> [Passage to read]
● ● ● ● ● ● ●
Okay, yes. Our son “moved out” which officially makes us “empty nesters.” Am I thrilled? Running to Boca in my newfound freedom? Feh! Can my son take care of himself properly? Wash? Eat right? Brush his teeth regularly? Get enough fiber without me? Of course not. You know it, I know it. Only “they” don’t know it.
So for all you Jewish parents out there going through the same trauma, I’ve crafted the list below. If I missed a few, feel free to add in your own in the comments section below.
You Know You’re a Jewish Empty Nester When You:
- make doctors’ appointments on their behalf for regular “mole” inspections, even though you still can’t find your Medic Alert bracelet.
- have a full pantry of Oreos, U-Bet chocolate syrup, Twizzlers, jawbreakers, and Dum Dums, even if you have diabetes (G-d forbid).
- send them articles about people who were murdered on a deserted road in Great Britain, indicating what can happen when one moves away from home. Hey, if it can happen to a Mildred in Ravenstonedale, England, it can happen to your Miriam in Riverdale, New York.
- can’t bring yourself to cancel Netflix, the Platinum TV package, or that fancy Internet provider, even if the last film you saw was Schindler’s List, you think MTV is a “shanda,” and “SPAM” is treif chazzerai.
- make a key to their apartment, do their laundry, leave 10 bags of groceries – and a cooked flanken on their stove -- as a surprise. Hey, with them gone, there’s nothing to vacuum and why bother making from “scratch” for just two?
- have them on speed dial, along with their friends, the fire and police departments, local Emergency Rooms, the National Guard -- and you can’t remember your own number!
- freeze “ready to go” doggie bags of brisket, knishes, kasha varnishkes, borscht, strudel, matzo balls, kreplach, and soup – just in case they stop by and want a nosh.
- leave weather messages on your children’s answering devices if it’s "coolish,” “wettish,” or “warmish” – anywhere. For example: “Mamala, button up your neck. I heard the wind chill in the Rockies is going below zero” – and they live in Brooklyn Heights. You, however, leave your thermostat on “pneumonia” so those chazzers at the power company can’t rob you blind.
- call their teachers and anyone who they ever dated … just to “shmooze.” Make sure they know your daughter is still “available.” G-d only knows what will happen to her if you don’t intervene.
● ● ● ● ● ● ●
> [Dataset extract]
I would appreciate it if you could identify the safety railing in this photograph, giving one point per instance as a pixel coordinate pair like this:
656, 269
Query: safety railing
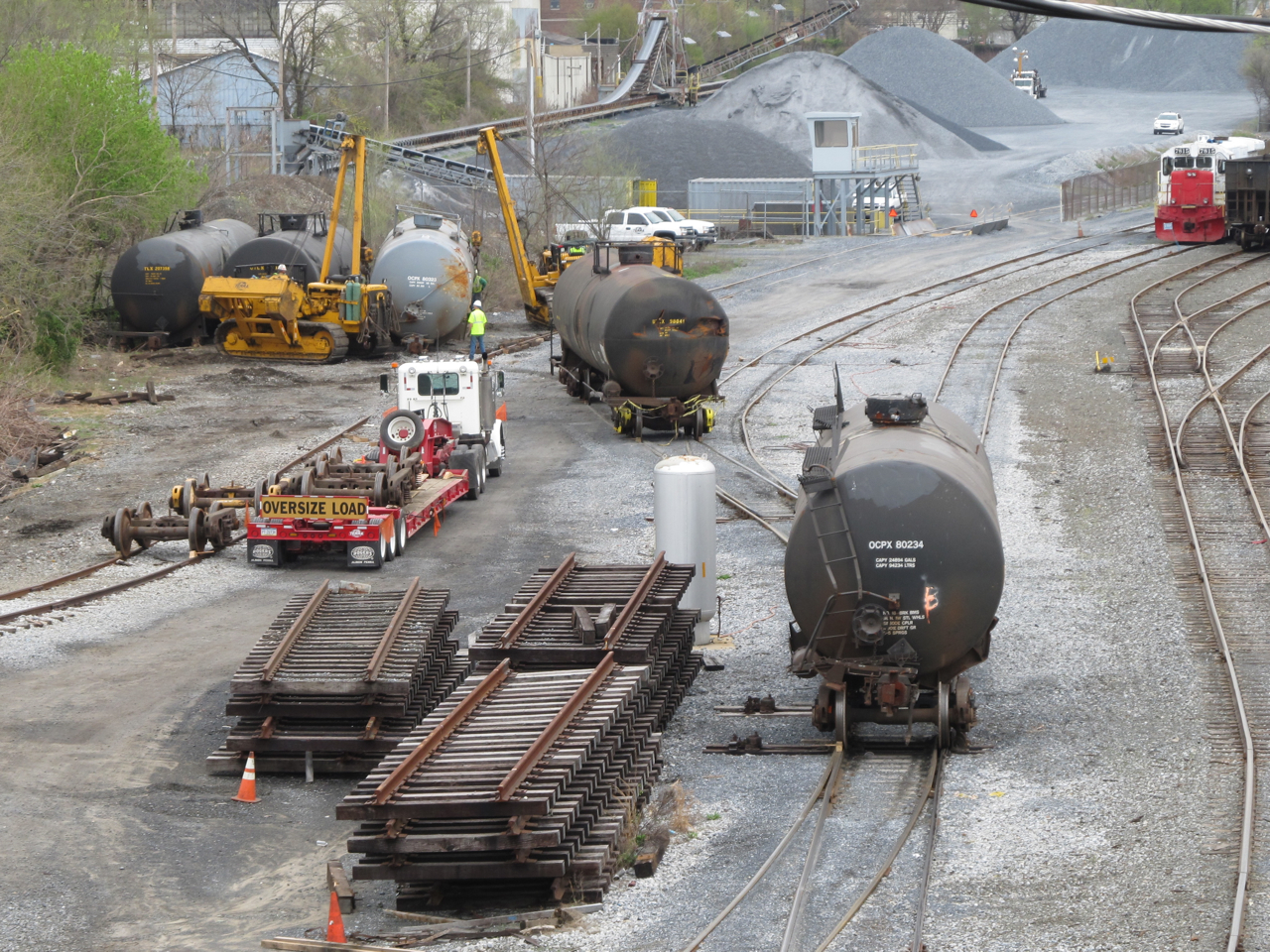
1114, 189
● ● ● ● ● ● ●
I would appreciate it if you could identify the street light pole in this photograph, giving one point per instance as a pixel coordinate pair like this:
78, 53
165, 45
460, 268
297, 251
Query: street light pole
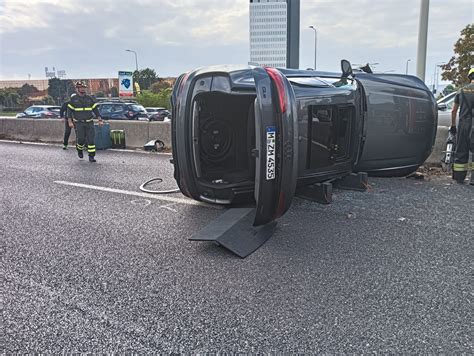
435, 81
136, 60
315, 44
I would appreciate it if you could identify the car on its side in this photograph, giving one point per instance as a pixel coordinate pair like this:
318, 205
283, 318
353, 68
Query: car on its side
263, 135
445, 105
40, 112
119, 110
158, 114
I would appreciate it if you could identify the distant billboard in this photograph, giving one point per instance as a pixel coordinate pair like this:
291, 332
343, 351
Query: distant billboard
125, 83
● ● ● ● ● ● ●
> [What to work on]
1) Name every treat that the piece on Jewish empty nesters says you keep in a full pantry.
2) Continue the piece on Jewish empty nesters with more items for its list, picking up after the last one shown.
The listing has no connection to the piece about Jewish empty nesters.

> [Answers to the exercise]
1) Oreos, U-Bet chocolate syrup, Twizzlers, jawbreakers, and Dum Dums.

2)
- E-mail or when you use your key, leave little reminder notes, tips, and affirmations, such as “Life is one big tsimmis,” “Your dad and I aren’t getting any younger,” “Call so we know you’re not lying in the street somewhere,” “One sneeze could lead to double pneumonia,” “Did you know a Sukkah could be turned into a bomb shelter?”
- keep their room(s) just as they left them, hang up their toddler clothes, and continue to buy ties and sweaters they hate – for when they finally “mature” and know what’s good for them.
- comment on how thin, tired, farklempt, they look when they visit, to gently “suggest” such wasn’t the case when they lived at home – with you.
- sign them up for the Fruit of the Month Club to make sure they’re eating healthy, even if your primary fruit group is prunes.
- slip them a few dollars when they visit, saying “Sha …” even while your husband has taken from his pension fund to pay for Medicare supplemental.
- ask them if they’re still “Jewish” since they’ve moved away, and insist on proof, such as attendance with you at the shul on Shabbos or reciting his bar mitzvah haftorah.
- blow-up your son’s Bar Mitzvah photo to wall size, and put it over the sofa in the living room, replacing your framed Chagall poster.
- listen to the cast recording of Sunise, Sunset every night, while drowning yourself in Manischewitz.
- warn them they’ll swallow their iPods accidentally without your supervision. After all, look at all those small pieces!
Should any of the above happen to you … I suggest you adopt a third-world child by mail. Maybe in Biafra, you’ll get the appreciation you deserve!